Task prompt:
Collect every line of the records that contains the word "black", copying each such line in full. Case counts.

Image outline annotation records
☆ ☆ ☆ ☆ ☆ ☆ ☆
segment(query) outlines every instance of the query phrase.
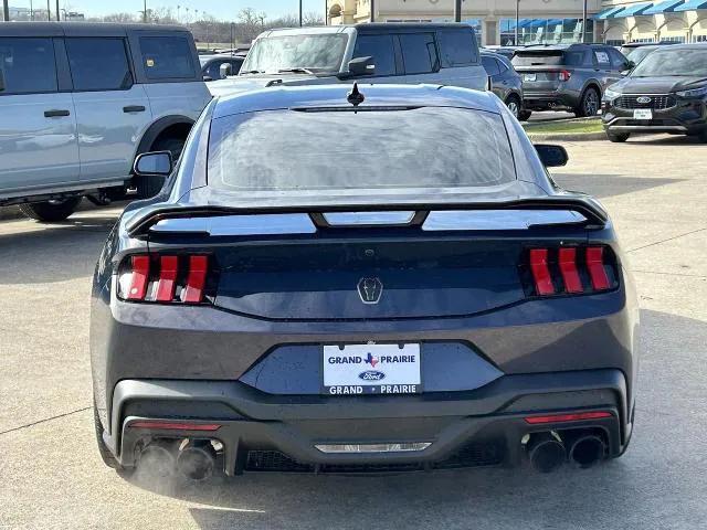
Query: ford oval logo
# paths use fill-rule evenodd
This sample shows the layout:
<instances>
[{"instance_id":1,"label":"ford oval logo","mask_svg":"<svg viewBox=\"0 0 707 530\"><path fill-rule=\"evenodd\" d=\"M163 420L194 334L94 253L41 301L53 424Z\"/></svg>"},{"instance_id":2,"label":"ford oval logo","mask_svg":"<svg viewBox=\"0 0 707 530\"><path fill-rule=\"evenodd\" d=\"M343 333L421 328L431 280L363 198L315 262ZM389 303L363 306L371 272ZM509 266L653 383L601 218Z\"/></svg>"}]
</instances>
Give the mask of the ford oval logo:
<instances>
[{"instance_id":1,"label":"ford oval logo","mask_svg":"<svg viewBox=\"0 0 707 530\"><path fill-rule=\"evenodd\" d=\"M378 370L366 370L365 372L359 373L358 377L363 381L381 381L386 379L386 374Z\"/></svg>"}]
</instances>

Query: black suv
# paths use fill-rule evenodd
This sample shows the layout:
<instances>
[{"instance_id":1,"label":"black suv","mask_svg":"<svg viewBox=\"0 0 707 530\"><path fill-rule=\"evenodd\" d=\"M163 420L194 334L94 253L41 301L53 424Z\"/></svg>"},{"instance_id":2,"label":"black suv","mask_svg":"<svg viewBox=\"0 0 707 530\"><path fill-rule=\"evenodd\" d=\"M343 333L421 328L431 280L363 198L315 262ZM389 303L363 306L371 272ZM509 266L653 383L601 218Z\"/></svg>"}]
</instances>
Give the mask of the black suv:
<instances>
[{"instance_id":1,"label":"black suv","mask_svg":"<svg viewBox=\"0 0 707 530\"><path fill-rule=\"evenodd\" d=\"M672 132L707 141L707 45L651 52L604 92L603 123L611 141L632 132Z\"/></svg>"},{"instance_id":2,"label":"black suv","mask_svg":"<svg viewBox=\"0 0 707 530\"><path fill-rule=\"evenodd\" d=\"M570 110L578 117L595 115L604 88L631 66L604 44L528 46L516 51L513 65L523 76L527 110Z\"/></svg>"}]
</instances>

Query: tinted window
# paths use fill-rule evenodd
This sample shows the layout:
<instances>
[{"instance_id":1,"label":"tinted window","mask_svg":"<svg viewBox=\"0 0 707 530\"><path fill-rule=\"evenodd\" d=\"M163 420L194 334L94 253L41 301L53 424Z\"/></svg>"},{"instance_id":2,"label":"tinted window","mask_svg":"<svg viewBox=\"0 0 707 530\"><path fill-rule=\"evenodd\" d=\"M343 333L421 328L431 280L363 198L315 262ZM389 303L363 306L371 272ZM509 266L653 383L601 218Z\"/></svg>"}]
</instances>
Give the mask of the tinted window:
<instances>
[{"instance_id":1,"label":"tinted window","mask_svg":"<svg viewBox=\"0 0 707 530\"><path fill-rule=\"evenodd\" d=\"M707 77L707 46L701 50L669 50L669 47L666 46L666 50L656 50L646 55L631 73L631 77L655 75Z\"/></svg>"},{"instance_id":2,"label":"tinted window","mask_svg":"<svg viewBox=\"0 0 707 530\"><path fill-rule=\"evenodd\" d=\"M141 36L143 66L148 80L194 76L191 46L183 36Z\"/></svg>"},{"instance_id":3,"label":"tinted window","mask_svg":"<svg viewBox=\"0 0 707 530\"><path fill-rule=\"evenodd\" d=\"M516 178L503 119L478 110L247 113L214 119L209 142L209 186L262 197L423 193Z\"/></svg>"},{"instance_id":4,"label":"tinted window","mask_svg":"<svg viewBox=\"0 0 707 530\"><path fill-rule=\"evenodd\" d=\"M56 92L54 42L51 39L0 39L2 94Z\"/></svg>"},{"instance_id":5,"label":"tinted window","mask_svg":"<svg viewBox=\"0 0 707 530\"><path fill-rule=\"evenodd\" d=\"M74 91L129 88L133 75L123 39L66 39Z\"/></svg>"},{"instance_id":6,"label":"tinted window","mask_svg":"<svg viewBox=\"0 0 707 530\"><path fill-rule=\"evenodd\" d=\"M482 55L482 65L488 75L497 75L500 73L498 70L498 63L494 57Z\"/></svg>"},{"instance_id":7,"label":"tinted window","mask_svg":"<svg viewBox=\"0 0 707 530\"><path fill-rule=\"evenodd\" d=\"M442 66L458 66L476 62L476 45L469 30L444 30L437 33Z\"/></svg>"},{"instance_id":8,"label":"tinted window","mask_svg":"<svg viewBox=\"0 0 707 530\"><path fill-rule=\"evenodd\" d=\"M392 35L359 35L356 39L354 57L373 57L376 75L395 73L395 52Z\"/></svg>"},{"instance_id":9,"label":"tinted window","mask_svg":"<svg viewBox=\"0 0 707 530\"><path fill-rule=\"evenodd\" d=\"M400 35L405 74L428 74L436 70L437 52L432 33Z\"/></svg>"},{"instance_id":10,"label":"tinted window","mask_svg":"<svg viewBox=\"0 0 707 530\"><path fill-rule=\"evenodd\" d=\"M600 68L611 68L611 61L605 50L594 50L594 59L597 59L597 64L599 64Z\"/></svg>"},{"instance_id":11,"label":"tinted window","mask_svg":"<svg viewBox=\"0 0 707 530\"><path fill-rule=\"evenodd\" d=\"M611 59L611 67L613 70L625 70L626 68L626 57L619 51L613 47L608 47L609 59Z\"/></svg>"}]
</instances>

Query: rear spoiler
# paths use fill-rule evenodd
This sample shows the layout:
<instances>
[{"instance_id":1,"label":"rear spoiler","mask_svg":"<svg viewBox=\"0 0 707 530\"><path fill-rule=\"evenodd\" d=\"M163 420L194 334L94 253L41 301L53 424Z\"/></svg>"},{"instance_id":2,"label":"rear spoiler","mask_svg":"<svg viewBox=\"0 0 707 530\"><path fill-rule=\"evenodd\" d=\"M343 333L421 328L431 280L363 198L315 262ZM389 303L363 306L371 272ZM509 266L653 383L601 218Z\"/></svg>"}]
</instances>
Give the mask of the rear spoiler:
<instances>
[{"instance_id":1,"label":"rear spoiler","mask_svg":"<svg viewBox=\"0 0 707 530\"><path fill-rule=\"evenodd\" d=\"M282 206L268 205L257 208L233 208L233 206L193 206L155 204L136 212L133 219L126 222L126 230L129 236L145 236L152 226L160 221L176 219L198 219L213 216L253 216L272 214L300 214L308 215L317 227L329 227L333 223L327 221L326 214L335 212L411 212L410 219L403 223L384 223L387 225L422 226L425 219L432 212L464 212L464 211L527 211L527 210L566 210L580 214L583 219L579 222L587 229L598 230L606 225L609 216L604 209L589 195L550 195L544 198L519 199L513 201L493 202L463 202L463 203L393 203L393 204L333 204L333 205L297 205ZM574 221L574 224L578 221ZM374 225L381 225L376 223ZM373 225L373 224L371 224ZM359 224L359 226L361 226Z\"/></svg>"}]
</instances>

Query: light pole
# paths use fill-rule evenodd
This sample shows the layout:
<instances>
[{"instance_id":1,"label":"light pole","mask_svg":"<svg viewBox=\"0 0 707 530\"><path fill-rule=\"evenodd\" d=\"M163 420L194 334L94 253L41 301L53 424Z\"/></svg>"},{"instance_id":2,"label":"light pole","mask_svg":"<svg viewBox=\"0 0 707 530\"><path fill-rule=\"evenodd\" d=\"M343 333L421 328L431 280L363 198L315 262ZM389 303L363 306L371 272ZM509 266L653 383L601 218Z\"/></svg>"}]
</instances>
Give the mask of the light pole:
<instances>
[{"instance_id":1,"label":"light pole","mask_svg":"<svg viewBox=\"0 0 707 530\"><path fill-rule=\"evenodd\" d=\"M582 2L582 42L587 42L587 0Z\"/></svg>"},{"instance_id":2,"label":"light pole","mask_svg":"<svg viewBox=\"0 0 707 530\"><path fill-rule=\"evenodd\" d=\"M519 46L520 44L518 43L518 24L520 23L520 0L516 0L516 36L514 39L514 44L516 46Z\"/></svg>"}]
</instances>

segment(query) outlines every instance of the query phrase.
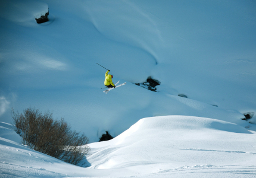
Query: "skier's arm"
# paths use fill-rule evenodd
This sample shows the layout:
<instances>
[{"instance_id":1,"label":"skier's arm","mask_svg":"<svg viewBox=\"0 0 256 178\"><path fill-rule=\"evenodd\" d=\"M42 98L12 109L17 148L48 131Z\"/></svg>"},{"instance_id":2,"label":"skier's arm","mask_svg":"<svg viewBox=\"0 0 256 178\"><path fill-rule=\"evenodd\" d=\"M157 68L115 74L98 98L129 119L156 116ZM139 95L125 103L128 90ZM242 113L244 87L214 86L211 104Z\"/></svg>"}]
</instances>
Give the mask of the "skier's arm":
<instances>
[{"instance_id":1,"label":"skier's arm","mask_svg":"<svg viewBox=\"0 0 256 178\"><path fill-rule=\"evenodd\" d=\"M108 70L106 72L106 74L105 74L105 77L107 77L107 75L108 75L108 72L110 71L110 70Z\"/></svg>"}]
</instances>

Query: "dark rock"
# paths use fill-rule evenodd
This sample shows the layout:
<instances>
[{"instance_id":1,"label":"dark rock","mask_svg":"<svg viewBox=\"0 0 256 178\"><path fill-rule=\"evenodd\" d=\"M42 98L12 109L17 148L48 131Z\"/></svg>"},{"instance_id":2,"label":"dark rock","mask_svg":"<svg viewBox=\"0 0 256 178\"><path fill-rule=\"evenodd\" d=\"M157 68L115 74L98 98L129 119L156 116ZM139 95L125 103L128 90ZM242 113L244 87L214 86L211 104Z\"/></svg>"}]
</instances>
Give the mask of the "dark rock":
<instances>
[{"instance_id":1,"label":"dark rock","mask_svg":"<svg viewBox=\"0 0 256 178\"><path fill-rule=\"evenodd\" d=\"M104 141L108 141L114 138L110 134L108 134L108 131L106 131L106 134L102 134L101 138L99 139L99 142L102 142Z\"/></svg>"},{"instance_id":2,"label":"dark rock","mask_svg":"<svg viewBox=\"0 0 256 178\"><path fill-rule=\"evenodd\" d=\"M38 24L42 24L45 22L48 21L49 21L48 15L49 15L49 11L48 12L45 13L45 15L41 15L41 17L40 17L39 18L35 18L36 20L36 23Z\"/></svg>"},{"instance_id":3,"label":"dark rock","mask_svg":"<svg viewBox=\"0 0 256 178\"><path fill-rule=\"evenodd\" d=\"M160 84L161 82L158 80L152 79L151 77L149 76L149 77L148 77L145 82L142 83L136 83L135 84L138 86L141 86L149 90L156 92L157 88L155 88L155 87L160 85Z\"/></svg>"}]
</instances>

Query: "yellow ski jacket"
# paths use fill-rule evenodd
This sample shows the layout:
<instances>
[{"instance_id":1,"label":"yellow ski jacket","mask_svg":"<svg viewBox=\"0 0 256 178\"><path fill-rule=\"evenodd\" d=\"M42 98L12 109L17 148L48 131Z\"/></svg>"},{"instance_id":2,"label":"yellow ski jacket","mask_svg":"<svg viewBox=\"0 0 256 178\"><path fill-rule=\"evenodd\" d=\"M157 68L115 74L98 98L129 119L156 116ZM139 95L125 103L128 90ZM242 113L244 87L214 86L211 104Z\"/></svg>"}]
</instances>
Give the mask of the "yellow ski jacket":
<instances>
[{"instance_id":1,"label":"yellow ski jacket","mask_svg":"<svg viewBox=\"0 0 256 178\"><path fill-rule=\"evenodd\" d=\"M115 85L112 82L112 77L111 75L108 74L109 71L107 71L106 72L106 74L105 74L105 81L104 81L104 85L107 86L110 84L112 85L112 86L114 86Z\"/></svg>"}]
</instances>

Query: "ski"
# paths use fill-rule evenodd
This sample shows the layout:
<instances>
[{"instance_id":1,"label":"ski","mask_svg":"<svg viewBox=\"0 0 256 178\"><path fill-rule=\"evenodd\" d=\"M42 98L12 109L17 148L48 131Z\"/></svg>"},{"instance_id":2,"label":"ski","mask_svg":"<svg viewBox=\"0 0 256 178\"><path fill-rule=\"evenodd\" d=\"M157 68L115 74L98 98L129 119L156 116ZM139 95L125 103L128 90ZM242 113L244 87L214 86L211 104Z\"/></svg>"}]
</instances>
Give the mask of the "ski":
<instances>
[{"instance_id":1,"label":"ski","mask_svg":"<svg viewBox=\"0 0 256 178\"><path fill-rule=\"evenodd\" d=\"M120 84L120 85L117 85L117 86L115 86L115 88L117 88L117 87L121 87L121 86L123 86L123 85L124 85L125 84L126 84L126 82L124 82L124 83L123 83L123 84ZM113 90L113 89L114 89L114 88L108 88L108 90L104 90L104 91L103 91L103 92L104 93L105 93L105 94L107 94L107 93L108 93L108 91L110 91L110 90Z\"/></svg>"},{"instance_id":2,"label":"ski","mask_svg":"<svg viewBox=\"0 0 256 178\"><path fill-rule=\"evenodd\" d=\"M118 80L118 82L117 82L115 83L115 86L116 86L116 85L117 85L117 84L118 83L119 83L119 81L120 81L120 80ZM108 87L105 87L105 88L108 88ZM101 88L101 89L102 89L102 88ZM103 92L105 92L105 91L107 91L107 90L104 90L104 91L103 91Z\"/></svg>"}]
</instances>

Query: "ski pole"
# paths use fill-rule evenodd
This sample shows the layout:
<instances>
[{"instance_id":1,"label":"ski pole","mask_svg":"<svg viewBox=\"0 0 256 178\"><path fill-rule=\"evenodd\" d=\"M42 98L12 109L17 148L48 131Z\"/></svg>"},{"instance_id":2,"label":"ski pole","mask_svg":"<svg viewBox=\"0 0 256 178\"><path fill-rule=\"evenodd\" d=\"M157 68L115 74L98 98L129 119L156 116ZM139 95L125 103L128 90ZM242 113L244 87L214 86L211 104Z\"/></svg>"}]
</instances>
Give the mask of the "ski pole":
<instances>
[{"instance_id":1,"label":"ski pole","mask_svg":"<svg viewBox=\"0 0 256 178\"><path fill-rule=\"evenodd\" d=\"M101 65L99 65L99 64L98 64L98 63L96 63L96 64L98 64L98 65L100 65L100 66L101 66L102 68L104 68L104 69L105 69L106 70L107 70L107 71L110 71L110 70L108 70L108 69L106 69L105 68L104 68L103 66L102 66Z\"/></svg>"}]
</instances>

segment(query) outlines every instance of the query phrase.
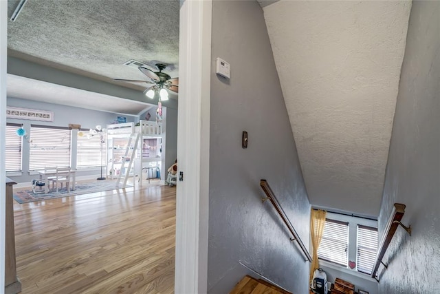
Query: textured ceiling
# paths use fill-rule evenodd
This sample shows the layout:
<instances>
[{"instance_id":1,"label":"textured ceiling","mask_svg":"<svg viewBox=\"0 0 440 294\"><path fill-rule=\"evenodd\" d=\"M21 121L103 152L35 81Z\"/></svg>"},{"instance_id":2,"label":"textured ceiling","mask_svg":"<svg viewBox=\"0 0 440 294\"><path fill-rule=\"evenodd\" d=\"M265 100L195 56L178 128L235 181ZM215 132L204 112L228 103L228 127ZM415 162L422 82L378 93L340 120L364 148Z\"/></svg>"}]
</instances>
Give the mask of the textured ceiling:
<instances>
[{"instance_id":1,"label":"textured ceiling","mask_svg":"<svg viewBox=\"0 0 440 294\"><path fill-rule=\"evenodd\" d=\"M314 205L379 212L410 7L281 1L263 9Z\"/></svg>"},{"instance_id":2,"label":"textured ceiling","mask_svg":"<svg viewBox=\"0 0 440 294\"><path fill-rule=\"evenodd\" d=\"M8 1L10 17L19 2ZM178 76L179 10L177 0L28 1L8 21L8 54L141 91L111 79L148 79L129 59Z\"/></svg>"},{"instance_id":3,"label":"textured ceiling","mask_svg":"<svg viewBox=\"0 0 440 294\"><path fill-rule=\"evenodd\" d=\"M23 87L25 85L25 87ZM8 96L89 109L138 115L153 106L130 99L8 74ZM62 103L60 103L60 99Z\"/></svg>"}]
</instances>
☆ ☆ ☆ ☆ ☆ ☆ ☆
Result of this task:
Query: black suv
[{"instance_id":1,"label":"black suv","mask_svg":"<svg viewBox=\"0 0 707 530\"><path fill-rule=\"evenodd\" d=\"M163 420L194 334L94 253L41 301L53 424Z\"/></svg>"},{"instance_id":2,"label":"black suv","mask_svg":"<svg viewBox=\"0 0 707 530\"><path fill-rule=\"evenodd\" d=\"M343 333L421 328L431 280L363 198L315 262ZM389 303L363 306L371 272ZM509 266L653 383L601 218Z\"/></svg>"}]
Give the mask of the black suv:
[{"instance_id":1,"label":"black suv","mask_svg":"<svg viewBox=\"0 0 707 530\"><path fill-rule=\"evenodd\" d=\"M672 132L707 141L707 45L651 52L604 92L603 123L611 141L632 132Z\"/></svg>"},{"instance_id":2,"label":"black suv","mask_svg":"<svg viewBox=\"0 0 707 530\"><path fill-rule=\"evenodd\" d=\"M570 110L578 117L595 115L604 88L631 66L604 44L528 46L516 51L513 65L523 76L527 110Z\"/></svg>"}]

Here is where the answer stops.